List every line in the records below that contains the word "parked", copying each such line in full.
**** DATASET EXTRACT ****
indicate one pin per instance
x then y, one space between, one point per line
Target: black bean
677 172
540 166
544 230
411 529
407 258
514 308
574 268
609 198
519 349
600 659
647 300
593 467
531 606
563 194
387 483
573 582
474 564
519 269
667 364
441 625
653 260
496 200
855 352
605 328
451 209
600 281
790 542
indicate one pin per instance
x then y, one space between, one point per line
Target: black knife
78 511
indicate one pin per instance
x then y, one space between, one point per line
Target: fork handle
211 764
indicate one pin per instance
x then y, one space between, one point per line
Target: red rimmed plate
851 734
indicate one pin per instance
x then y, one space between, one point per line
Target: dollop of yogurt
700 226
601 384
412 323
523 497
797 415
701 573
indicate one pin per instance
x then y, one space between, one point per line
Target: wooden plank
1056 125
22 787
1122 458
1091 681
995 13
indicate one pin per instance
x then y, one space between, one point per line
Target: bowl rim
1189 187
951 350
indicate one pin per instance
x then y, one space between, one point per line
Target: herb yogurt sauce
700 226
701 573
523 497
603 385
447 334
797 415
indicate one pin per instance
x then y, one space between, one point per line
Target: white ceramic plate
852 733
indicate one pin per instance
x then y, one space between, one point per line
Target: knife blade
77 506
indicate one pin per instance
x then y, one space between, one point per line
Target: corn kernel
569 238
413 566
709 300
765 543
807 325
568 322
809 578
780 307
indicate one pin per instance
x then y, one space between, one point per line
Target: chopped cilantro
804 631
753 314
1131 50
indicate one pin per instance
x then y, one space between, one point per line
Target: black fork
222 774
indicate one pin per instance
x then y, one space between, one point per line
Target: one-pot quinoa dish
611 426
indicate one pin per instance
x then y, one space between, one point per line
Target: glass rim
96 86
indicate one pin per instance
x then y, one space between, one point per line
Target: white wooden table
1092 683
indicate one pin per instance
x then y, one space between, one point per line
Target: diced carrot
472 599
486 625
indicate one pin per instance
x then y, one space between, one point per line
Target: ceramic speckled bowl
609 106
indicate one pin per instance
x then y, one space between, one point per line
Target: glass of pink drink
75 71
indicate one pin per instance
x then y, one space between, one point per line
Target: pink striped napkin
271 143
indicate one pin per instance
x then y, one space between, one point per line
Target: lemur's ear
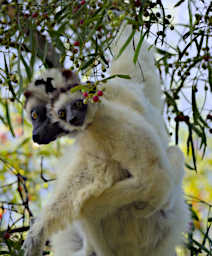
72 80
27 94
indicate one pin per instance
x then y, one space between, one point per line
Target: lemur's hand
34 243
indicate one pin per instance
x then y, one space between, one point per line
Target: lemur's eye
34 115
78 105
61 114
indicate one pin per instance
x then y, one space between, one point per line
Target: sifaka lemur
118 188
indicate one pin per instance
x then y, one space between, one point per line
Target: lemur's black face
44 130
73 113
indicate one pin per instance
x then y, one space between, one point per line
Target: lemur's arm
133 191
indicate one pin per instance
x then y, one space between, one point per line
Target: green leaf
126 44
190 15
137 50
27 68
8 78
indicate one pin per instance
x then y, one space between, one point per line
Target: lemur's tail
144 72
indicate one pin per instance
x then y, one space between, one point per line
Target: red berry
100 93
137 3
34 15
75 51
85 94
77 43
6 235
95 98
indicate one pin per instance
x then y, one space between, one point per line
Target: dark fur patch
27 93
48 84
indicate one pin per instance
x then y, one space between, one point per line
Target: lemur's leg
60 211
132 190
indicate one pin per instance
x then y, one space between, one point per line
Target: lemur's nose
74 120
36 138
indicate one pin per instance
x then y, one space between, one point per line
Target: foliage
78 34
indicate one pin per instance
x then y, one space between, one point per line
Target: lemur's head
39 97
70 111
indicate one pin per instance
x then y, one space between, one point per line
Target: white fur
119 186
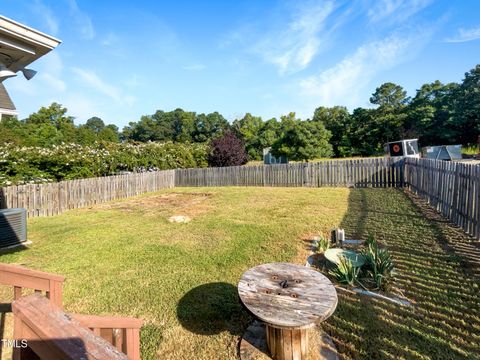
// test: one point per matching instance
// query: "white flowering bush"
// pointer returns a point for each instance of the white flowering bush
(21, 165)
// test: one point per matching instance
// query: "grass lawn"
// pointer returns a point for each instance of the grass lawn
(125, 258)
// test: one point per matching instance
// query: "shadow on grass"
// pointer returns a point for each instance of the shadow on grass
(444, 320)
(212, 308)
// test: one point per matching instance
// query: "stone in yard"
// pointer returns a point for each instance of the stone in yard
(179, 218)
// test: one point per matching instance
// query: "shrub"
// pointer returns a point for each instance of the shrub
(227, 150)
(20, 165)
(323, 244)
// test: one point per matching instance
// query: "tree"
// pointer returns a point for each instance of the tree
(337, 120)
(302, 140)
(390, 115)
(209, 126)
(227, 150)
(95, 124)
(248, 129)
(389, 95)
(55, 114)
(467, 99)
(269, 133)
(431, 115)
(365, 133)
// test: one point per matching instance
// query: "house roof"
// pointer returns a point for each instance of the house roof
(21, 45)
(5, 102)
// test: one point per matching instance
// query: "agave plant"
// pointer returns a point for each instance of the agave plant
(378, 264)
(345, 272)
(323, 244)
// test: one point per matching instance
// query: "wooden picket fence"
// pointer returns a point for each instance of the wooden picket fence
(374, 172)
(55, 198)
(452, 188)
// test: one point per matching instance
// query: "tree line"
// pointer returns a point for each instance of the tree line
(437, 114)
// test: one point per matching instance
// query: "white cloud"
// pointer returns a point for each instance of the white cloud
(194, 67)
(55, 83)
(293, 48)
(464, 35)
(46, 14)
(82, 20)
(81, 107)
(110, 39)
(345, 82)
(396, 10)
(91, 79)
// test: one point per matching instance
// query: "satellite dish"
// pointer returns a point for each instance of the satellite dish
(28, 73)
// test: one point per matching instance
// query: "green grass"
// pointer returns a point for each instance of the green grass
(125, 258)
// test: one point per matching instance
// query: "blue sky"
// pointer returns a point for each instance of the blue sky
(122, 59)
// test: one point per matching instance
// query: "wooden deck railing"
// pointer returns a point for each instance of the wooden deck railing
(22, 278)
(122, 332)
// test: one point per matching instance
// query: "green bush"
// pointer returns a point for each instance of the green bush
(323, 244)
(20, 165)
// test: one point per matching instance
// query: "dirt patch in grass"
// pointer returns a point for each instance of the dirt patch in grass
(189, 204)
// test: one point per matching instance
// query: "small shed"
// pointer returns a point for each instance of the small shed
(403, 148)
(444, 152)
(269, 159)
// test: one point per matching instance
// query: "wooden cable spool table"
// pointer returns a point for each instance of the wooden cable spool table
(289, 299)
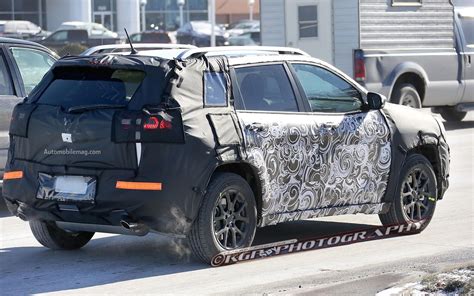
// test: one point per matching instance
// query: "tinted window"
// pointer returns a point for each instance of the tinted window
(33, 64)
(308, 21)
(326, 91)
(5, 82)
(215, 89)
(266, 88)
(84, 86)
(468, 31)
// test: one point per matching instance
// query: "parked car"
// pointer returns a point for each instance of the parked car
(21, 30)
(125, 48)
(22, 65)
(211, 146)
(151, 37)
(199, 33)
(93, 29)
(79, 37)
(244, 27)
(248, 38)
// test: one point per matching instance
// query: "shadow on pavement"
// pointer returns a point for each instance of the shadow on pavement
(118, 258)
(458, 125)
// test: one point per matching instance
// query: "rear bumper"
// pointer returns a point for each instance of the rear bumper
(158, 210)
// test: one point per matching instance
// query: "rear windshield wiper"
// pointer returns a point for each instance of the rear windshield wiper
(82, 108)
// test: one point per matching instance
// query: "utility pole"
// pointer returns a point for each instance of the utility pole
(251, 3)
(181, 16)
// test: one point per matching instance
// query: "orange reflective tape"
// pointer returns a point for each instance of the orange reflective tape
(13, 175)
(138, 185)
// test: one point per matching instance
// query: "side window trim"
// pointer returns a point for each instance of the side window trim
(14, 72)
(239, 101)
(303, 94)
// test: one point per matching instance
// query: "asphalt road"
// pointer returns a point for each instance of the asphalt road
(156, 264)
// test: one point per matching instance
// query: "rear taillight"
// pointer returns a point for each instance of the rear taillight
(153, 123)
(359, 65)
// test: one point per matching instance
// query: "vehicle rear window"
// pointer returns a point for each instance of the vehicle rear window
(73, 87)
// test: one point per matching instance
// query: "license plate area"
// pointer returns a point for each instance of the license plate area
(67, 188)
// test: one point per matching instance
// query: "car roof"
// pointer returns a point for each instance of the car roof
(228, 51)
(5, 40)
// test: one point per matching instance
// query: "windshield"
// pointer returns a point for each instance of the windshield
(74, 87)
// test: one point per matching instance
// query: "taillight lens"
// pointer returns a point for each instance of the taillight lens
(359, 65)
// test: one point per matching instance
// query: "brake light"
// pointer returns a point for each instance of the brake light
(153, 123)
(359, 65)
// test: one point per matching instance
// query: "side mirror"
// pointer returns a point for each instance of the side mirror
(375, 101)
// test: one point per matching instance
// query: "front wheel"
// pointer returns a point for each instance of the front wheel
(227, 218)
(416, 194)
(51, 236)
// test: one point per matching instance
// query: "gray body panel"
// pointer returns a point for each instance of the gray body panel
(439, 70)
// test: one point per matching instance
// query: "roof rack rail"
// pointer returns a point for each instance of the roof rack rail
(199, 52)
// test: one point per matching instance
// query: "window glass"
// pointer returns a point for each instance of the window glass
(215, 90)
(88, 86)
(326, 91)
(5, 81)
(308, 21)
(266, 88)
(59, 36)
(33, 64)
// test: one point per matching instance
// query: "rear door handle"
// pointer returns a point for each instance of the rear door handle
(255, 126)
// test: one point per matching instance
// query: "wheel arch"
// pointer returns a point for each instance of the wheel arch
(408, 72)
(249, 173)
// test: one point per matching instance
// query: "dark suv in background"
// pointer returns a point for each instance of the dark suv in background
(22, 66)
(212, 144)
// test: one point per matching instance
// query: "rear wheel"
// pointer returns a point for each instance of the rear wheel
(227, 218)
(406, 94)
(451, 114)
(416, 194)
(51, 236)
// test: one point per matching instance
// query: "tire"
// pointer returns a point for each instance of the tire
(215, 216)
(452, 115)
(406, 208)
(55, 238)
(406, 94)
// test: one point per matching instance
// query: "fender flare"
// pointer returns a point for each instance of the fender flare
(404, 68)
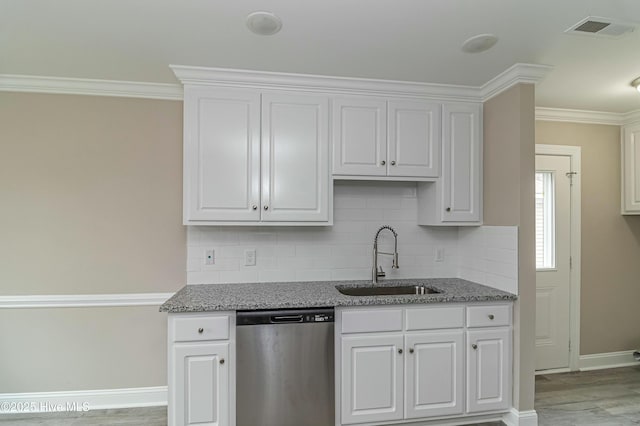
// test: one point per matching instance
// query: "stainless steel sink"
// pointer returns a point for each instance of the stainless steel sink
(387, 290)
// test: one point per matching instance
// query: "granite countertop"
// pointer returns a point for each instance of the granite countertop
(286, 295)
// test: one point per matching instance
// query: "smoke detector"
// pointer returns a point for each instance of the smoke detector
(602, 27)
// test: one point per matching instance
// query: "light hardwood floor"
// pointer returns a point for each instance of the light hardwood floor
(593, 398)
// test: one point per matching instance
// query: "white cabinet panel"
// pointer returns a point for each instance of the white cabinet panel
(434, 374)
(221, 154)
(414, 139)
(488, 369)
(359, 136)
(371, 383)
(295, 157)
(201, 379)
(631, 169)
(461, 162)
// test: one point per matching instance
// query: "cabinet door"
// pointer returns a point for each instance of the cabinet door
(413, 142)
(488, 369)
(434, 374)
(200, 384)
(359, 136)
(295, 157)
(221, 155)
(371, 385)
(462, 161)
(631, 170)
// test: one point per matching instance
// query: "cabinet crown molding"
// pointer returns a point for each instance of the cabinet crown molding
(518, 73)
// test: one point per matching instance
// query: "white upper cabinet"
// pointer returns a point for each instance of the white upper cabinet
(379, 138)
(295, 157)
(631, 169)
(221, 155)
(253, 158)
(456, 198)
****
**SOLVED PROBLEM**:
// query: "parked car"
// pointer returns a point for each instance of the parked car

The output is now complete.